━━━━━ Document text ━━━━━

Butcher started the brewery so he could have a business where he would have more time with his young children. Today his kids are 12 and 14 and the brewery has exceeded his dreams. “It’s been good and all-encompassing starting a new business and creating something new that the market didn’t know it needed. It’s been very satisfying. My experience in the wine business that made me convinced we could do this,” he said. In 2017, Port City looks to keep growing in the Mid-Atlantic region including Pennsylvania, New Jersey and West Virginia
One of Butcher’s colleagues at Robert Mondavi, Tom Black has also moved into craft beer. Black joined Crux Fermentation Project, a Bend, Oregon-based brewery in 2015, after working for several different wineries in the Northwest including Sutter Home. As director of sales at Crux, Black said the craft beer business today is much like wine in the early 1990s as it has tried to grow with newer brands and expand tastes and price points to attract wider demand. “It's really wine all over again,” he said.
Working in marketing, Black says the craft beer business is much more friendly competition than he saw in wine. He sees that at beer festivals and other events when folks from competing breweries gather to enjoy a beer together.
At the end of the day, though, how well beer sells depends on its taste, he said. Black, who is based in Portland, still calls on some of same restaurants where he used to sell wine. That includes Portland City Grill, one of most popular restaurants in the city. When he sat down with restaurant owners to try an assortment of beers they chose the Crux pilsner as one of the few beers they carry along with strong wine list.
In Atlanta, Peter Kiley says he wishes he had a more romantic answer for how he came to craft beer after a decade making wine and working as a sommelier. Kiley was a wine maker at Rundog Vineyards in California then and Château Élan Winery and Resort in Georgia. Then he was a sommelier and private events manager at Vino Venue in Atlanta.
He was looking for new challenge when he met the owners of then fledgling Monday Night Brewing. “I did not know anything about beer but I studied chemistry in school and figured if I could make wine I could make beer,” he said. He said he was impressed that the brewery was looking to make beer that would pair well with food. ”It’s been a whole new world,” he said of shifting from wine to beer.

━━━━━ Extracted data ━━━━━

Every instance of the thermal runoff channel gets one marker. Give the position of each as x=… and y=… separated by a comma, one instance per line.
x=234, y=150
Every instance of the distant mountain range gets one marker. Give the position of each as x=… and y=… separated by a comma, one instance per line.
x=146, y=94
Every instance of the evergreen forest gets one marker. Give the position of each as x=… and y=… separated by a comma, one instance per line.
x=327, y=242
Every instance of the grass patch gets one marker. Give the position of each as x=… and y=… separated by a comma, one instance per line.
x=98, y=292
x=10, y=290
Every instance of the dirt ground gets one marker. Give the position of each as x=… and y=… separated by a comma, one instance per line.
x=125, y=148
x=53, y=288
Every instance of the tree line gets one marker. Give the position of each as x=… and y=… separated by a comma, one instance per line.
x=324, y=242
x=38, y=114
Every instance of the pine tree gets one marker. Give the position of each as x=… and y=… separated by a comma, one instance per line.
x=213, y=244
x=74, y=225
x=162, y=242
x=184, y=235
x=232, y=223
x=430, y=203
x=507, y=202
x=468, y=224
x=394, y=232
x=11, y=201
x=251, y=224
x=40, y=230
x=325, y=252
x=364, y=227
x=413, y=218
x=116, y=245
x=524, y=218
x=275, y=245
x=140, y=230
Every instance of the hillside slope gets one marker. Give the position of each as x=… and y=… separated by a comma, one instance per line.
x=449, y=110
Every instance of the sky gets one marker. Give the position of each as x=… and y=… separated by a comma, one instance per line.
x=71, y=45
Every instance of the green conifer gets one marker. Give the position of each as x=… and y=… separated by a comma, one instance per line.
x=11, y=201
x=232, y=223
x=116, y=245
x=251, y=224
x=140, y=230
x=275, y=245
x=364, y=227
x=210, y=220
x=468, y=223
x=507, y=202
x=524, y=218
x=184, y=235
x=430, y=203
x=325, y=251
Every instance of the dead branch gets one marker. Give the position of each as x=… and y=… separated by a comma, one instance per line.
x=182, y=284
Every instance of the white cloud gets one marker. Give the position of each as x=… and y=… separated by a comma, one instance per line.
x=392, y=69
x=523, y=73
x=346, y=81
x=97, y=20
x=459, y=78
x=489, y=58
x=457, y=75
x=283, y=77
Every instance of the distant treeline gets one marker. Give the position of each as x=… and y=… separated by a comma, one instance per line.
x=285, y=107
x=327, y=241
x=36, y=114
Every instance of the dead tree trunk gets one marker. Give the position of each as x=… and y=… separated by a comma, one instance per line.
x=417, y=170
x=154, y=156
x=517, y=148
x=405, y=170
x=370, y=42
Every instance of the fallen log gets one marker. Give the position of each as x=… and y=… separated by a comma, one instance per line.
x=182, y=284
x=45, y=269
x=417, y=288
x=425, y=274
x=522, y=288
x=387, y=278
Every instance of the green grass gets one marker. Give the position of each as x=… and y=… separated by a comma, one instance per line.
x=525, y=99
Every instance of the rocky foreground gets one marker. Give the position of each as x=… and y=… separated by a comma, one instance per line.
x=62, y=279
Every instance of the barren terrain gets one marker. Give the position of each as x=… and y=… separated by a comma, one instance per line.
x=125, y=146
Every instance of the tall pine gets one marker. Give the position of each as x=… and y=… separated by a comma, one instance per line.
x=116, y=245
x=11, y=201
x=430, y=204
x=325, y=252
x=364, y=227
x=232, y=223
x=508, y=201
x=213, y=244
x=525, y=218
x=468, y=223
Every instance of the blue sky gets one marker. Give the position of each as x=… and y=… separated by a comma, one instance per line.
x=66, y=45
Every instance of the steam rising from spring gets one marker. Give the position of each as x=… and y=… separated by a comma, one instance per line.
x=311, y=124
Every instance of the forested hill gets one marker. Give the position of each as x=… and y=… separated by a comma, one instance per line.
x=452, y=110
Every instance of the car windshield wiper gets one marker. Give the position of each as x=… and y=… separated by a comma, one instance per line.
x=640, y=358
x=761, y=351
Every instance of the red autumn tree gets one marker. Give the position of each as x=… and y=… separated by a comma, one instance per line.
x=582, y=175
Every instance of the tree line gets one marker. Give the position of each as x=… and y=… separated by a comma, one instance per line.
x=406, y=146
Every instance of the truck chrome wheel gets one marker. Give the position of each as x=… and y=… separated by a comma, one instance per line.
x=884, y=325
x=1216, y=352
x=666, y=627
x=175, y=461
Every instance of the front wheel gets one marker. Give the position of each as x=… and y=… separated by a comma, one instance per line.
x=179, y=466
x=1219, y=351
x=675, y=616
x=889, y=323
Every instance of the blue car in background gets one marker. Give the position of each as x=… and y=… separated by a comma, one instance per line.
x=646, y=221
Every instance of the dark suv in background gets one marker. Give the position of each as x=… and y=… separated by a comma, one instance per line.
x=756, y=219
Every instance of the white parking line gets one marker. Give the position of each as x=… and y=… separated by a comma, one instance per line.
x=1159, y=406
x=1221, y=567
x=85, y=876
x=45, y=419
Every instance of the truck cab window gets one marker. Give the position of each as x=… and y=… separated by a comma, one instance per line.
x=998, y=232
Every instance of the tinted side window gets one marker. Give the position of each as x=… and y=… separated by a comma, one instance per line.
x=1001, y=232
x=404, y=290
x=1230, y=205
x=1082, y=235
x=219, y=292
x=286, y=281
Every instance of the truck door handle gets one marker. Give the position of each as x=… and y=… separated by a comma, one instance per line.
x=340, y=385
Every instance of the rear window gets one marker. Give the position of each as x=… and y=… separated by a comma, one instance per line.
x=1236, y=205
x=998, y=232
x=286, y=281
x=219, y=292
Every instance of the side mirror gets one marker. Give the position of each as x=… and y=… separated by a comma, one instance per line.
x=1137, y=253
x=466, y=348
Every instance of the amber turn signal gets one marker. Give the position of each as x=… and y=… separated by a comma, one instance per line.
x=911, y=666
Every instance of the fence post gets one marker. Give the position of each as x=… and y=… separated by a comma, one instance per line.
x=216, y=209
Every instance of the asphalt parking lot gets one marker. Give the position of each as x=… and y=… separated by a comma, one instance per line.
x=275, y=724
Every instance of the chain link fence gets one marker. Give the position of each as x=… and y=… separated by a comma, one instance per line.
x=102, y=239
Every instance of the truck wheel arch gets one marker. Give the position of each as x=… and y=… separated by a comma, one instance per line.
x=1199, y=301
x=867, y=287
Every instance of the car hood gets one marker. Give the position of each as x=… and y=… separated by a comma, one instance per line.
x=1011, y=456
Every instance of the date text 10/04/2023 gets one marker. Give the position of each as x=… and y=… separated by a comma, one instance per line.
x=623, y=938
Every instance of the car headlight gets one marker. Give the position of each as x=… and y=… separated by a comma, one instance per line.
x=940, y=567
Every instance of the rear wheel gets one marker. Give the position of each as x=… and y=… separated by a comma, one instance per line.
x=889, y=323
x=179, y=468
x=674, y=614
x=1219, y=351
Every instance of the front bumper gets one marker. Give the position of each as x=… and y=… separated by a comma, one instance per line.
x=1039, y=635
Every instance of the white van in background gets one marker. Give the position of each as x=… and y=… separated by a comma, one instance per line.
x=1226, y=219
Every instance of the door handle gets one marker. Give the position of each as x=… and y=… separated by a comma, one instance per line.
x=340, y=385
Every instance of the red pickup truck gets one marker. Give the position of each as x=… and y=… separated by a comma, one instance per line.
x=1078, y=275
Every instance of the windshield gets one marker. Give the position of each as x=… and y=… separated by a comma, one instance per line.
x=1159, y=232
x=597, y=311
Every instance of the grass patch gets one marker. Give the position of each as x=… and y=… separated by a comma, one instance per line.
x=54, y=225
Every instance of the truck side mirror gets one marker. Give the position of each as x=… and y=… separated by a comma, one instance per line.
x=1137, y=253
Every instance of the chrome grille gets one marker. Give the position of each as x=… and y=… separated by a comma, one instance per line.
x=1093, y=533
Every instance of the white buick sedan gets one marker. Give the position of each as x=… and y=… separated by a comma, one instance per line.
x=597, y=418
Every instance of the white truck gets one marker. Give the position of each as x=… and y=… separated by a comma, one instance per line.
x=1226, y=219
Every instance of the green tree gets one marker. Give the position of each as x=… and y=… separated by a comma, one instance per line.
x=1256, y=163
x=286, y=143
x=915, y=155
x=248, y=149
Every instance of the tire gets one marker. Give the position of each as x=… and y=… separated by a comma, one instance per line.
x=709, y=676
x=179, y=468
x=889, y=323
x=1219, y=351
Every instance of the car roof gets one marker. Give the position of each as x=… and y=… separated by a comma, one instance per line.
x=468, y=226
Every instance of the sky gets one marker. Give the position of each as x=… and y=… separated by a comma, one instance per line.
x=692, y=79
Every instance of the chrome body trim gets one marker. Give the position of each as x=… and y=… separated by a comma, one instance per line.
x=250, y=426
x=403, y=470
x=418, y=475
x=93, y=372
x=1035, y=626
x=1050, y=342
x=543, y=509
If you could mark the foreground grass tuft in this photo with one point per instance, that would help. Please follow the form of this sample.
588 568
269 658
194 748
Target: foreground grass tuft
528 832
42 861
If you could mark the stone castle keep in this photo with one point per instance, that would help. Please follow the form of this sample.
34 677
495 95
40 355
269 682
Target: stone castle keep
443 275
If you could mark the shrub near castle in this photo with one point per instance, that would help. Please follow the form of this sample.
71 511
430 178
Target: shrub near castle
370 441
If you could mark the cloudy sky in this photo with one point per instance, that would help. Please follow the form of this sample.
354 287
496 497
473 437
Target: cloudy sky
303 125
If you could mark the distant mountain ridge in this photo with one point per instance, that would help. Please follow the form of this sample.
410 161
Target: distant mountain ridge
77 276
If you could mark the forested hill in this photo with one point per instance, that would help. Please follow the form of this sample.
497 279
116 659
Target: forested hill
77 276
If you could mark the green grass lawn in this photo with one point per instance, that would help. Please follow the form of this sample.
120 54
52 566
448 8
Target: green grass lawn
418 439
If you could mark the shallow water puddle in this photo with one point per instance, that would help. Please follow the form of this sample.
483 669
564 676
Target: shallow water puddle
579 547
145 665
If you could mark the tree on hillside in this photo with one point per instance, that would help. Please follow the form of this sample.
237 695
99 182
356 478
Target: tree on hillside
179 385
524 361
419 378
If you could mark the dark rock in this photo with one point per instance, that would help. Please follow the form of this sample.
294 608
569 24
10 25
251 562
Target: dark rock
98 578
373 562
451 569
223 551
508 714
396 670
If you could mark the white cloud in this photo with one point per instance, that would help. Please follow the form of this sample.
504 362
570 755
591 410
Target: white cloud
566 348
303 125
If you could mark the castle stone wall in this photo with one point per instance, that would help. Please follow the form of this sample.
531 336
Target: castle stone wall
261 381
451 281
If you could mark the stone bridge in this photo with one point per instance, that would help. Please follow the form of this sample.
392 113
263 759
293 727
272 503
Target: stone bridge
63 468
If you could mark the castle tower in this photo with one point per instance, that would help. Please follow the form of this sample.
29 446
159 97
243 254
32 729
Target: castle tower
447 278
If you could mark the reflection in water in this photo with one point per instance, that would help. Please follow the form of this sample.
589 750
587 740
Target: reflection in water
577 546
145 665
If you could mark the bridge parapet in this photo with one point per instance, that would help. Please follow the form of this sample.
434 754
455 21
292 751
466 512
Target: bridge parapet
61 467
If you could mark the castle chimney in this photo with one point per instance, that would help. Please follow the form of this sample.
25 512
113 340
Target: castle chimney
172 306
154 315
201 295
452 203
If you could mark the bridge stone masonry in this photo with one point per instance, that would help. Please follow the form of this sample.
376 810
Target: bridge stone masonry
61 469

━━━━━

## Work to be completed
Carry on the article about wine professionals moving into craft beer, starting after its final sentence. The listing is separate material and has no connection to the article on wine professionals who moved into craft beer.

## Task answer
He notes creating new wines often would take years to grow and harvest just the right type of grapes. A new beer often just takes a month or less. While harvest time was a labor of love, Kiley said brewing is a much more physically demanding, dealing with cooling systems, electrical work, liquid dynamics, engineering, etc. “Beer is so much more work,” he said. “But you can see the results 10 times as fast.”
He said the quicker process means he can test out new recipes with beer and see results almost immediately. Kiley notes beer gives him more freedom to try new things like changing hops, varying the amount of grains or changing water temperature — which all an effect taste. Still, Kiley said he learned from years making wines that simpler is often better, and tries to apply that in beer making. Nerd Alert: a pseudo pilsner, that’s more like an American pale ale is an example. To get a clean flavor, the beer is fermented with ale yeast instead of lager yeast at low temps. With Monday Night opening a new facility dedicated to barrel aging beer, Kiley sees the worlds of wine and beer making colliding. He notes more beer is sold in 750 ml bottles that can easily be mistaken at gatherings.
While breweries are often painted as more blue collar businesses than wineries, that’s slowly changing as breweries open state of the art tap rooms and restaurants increasingly look to pair beer with food. “It’s the 'winification' of beer,” Kiley said.